Stored dataset entries:
— Begin —

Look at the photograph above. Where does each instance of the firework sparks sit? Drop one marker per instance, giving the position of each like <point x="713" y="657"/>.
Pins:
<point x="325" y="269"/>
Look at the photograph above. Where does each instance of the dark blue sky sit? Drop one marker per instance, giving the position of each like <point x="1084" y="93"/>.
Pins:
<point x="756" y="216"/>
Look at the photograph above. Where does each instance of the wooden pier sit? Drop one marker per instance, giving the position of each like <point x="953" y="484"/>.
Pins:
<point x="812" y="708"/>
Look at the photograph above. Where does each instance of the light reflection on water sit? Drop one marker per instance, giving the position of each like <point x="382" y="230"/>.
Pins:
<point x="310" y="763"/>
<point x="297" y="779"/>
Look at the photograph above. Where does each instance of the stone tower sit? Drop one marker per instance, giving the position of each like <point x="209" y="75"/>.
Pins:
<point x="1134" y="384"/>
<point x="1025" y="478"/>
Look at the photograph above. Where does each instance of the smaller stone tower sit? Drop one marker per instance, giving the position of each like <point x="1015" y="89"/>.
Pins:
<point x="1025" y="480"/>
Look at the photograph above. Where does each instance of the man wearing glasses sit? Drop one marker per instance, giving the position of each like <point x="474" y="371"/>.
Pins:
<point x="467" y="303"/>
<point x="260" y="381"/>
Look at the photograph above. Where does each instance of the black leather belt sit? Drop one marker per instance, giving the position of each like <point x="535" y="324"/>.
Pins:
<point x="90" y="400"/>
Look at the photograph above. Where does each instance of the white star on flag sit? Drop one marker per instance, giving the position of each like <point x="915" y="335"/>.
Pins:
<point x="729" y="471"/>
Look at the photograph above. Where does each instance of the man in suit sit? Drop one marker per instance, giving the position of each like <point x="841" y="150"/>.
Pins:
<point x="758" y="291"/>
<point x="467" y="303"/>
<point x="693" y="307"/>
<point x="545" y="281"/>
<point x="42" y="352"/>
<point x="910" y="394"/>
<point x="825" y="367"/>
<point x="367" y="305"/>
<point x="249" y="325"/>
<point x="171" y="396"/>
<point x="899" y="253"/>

— End —

EXERCISE PROMPT: Reproduce the entries above without any change, starting from the line that contains "of the stone" and continuing through the final line of the entries, with both ends included.

ANSWER TO THE PROBLEM:
Look at the photograph above. Where does each instance of the stone tower sit? Drop one marker per instance, giving the position of each like <point x="209" y="75"/>.
Pins:
<point x="1134" y="384"/>
<point x="1025" y="478"/>
Look at the photograph above. Where does each instance of the smaller stone tower sit? Drop one marker per instance, giving the position of each like <point x="1015" y="89"/>.
Pins:
<point x="1025" y="480"/>
Look at the photograph above. Where does each instance of the man wearing glasses sit? Drop one marker per instance, giving the position of each like <point x="474" y="371"/>.
Pins:
<point x="467" y="303"/>
<point x="260" y="381"/>
Look at the photograph above. Where does each instance of the black leather belt sit? Drop one marker per instance, giving the position of each like <point x="535" y="324"/>.
Pins:
<point x="90" y="400"/>
Look at the photograph above. Where does each instance of the white star on flag sit? Drop one marker per instance, giving the position of each like <point x="915" y="335"/>.
Pins:
<point x="729" y="471"/>
Look at the photograph above. Where does each instance of the man in suit sit? Drop one marker per instance, giving the position of each like <point x="841" y="150"/>.
Pins:
<point x="758" y="291"/>
<point x="467" y="303"/>
<point x="693" y="307"/>
<point x="545" y="281"/>
<point x="42" y="352"/>
<point x="910" y="394"/>
<point x="825" y="367"/>
<point x="367" y="305"/>
<point x="249" y="325"/>
<point x="171" y="396"/>
<point x="899" y="253"/>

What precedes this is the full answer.